### Exercise aim
Below are the entries; count the lines in them that contain the word "black" and give only the number.

### Source data
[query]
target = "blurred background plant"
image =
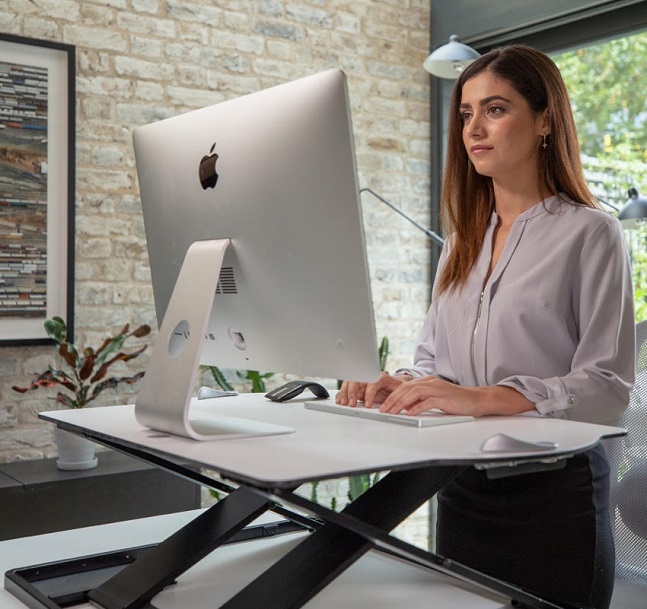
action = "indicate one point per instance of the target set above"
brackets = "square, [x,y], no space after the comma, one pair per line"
[87,370]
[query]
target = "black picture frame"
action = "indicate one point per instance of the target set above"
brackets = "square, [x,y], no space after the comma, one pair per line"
[37,187]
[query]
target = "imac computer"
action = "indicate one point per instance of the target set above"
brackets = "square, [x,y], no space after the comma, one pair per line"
[256,246]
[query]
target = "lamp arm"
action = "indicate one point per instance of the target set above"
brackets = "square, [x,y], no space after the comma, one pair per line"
[435,237]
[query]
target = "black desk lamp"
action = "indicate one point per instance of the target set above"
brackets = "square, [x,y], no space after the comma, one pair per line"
[634,213]
[435,237]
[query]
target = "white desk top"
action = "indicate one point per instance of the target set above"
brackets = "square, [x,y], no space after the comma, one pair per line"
[326,445]
[375,581]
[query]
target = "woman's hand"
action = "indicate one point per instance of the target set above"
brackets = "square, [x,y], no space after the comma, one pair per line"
[352,392]
[431,392]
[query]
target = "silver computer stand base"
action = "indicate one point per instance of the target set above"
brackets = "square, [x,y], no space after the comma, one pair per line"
[165,396]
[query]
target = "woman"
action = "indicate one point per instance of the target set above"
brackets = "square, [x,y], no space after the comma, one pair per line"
[532,314]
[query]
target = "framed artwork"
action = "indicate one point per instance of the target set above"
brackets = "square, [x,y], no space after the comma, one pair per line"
[37,179]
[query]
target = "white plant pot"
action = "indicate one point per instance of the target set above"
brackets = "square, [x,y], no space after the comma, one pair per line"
[74,452]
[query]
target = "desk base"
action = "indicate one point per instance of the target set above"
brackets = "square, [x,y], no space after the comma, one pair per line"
[67,583]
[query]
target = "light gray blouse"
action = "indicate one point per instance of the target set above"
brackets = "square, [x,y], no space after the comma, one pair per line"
[555,320]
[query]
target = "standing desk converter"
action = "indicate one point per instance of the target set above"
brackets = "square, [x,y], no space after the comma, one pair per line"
[262,473]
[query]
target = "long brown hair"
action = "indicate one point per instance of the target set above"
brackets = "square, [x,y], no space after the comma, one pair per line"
[467,199]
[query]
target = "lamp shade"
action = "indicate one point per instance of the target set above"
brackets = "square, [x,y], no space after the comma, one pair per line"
[449,60]
[634,212]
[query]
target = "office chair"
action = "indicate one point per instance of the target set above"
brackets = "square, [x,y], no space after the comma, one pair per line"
[628,459]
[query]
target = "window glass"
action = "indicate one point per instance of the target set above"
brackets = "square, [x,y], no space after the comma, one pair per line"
[606,84]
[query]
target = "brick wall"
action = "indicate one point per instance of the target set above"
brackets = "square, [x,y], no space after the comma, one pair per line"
[142,60]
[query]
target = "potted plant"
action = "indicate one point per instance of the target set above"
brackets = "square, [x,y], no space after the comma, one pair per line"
[83,378]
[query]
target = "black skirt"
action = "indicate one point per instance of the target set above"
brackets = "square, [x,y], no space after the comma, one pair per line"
[547,532]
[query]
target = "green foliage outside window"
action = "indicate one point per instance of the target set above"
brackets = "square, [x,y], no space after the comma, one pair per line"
[606,83]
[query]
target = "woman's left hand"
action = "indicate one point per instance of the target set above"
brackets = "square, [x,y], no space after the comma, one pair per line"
[431,392]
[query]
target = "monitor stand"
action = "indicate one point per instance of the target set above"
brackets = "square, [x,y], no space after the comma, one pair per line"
[165,395]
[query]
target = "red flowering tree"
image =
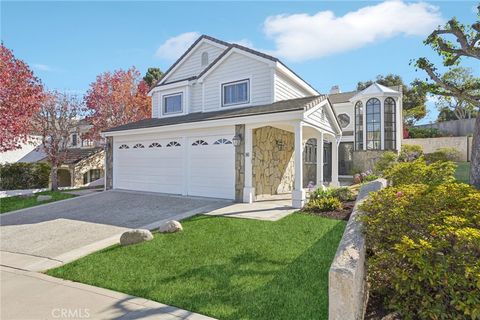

### Exercise answer
3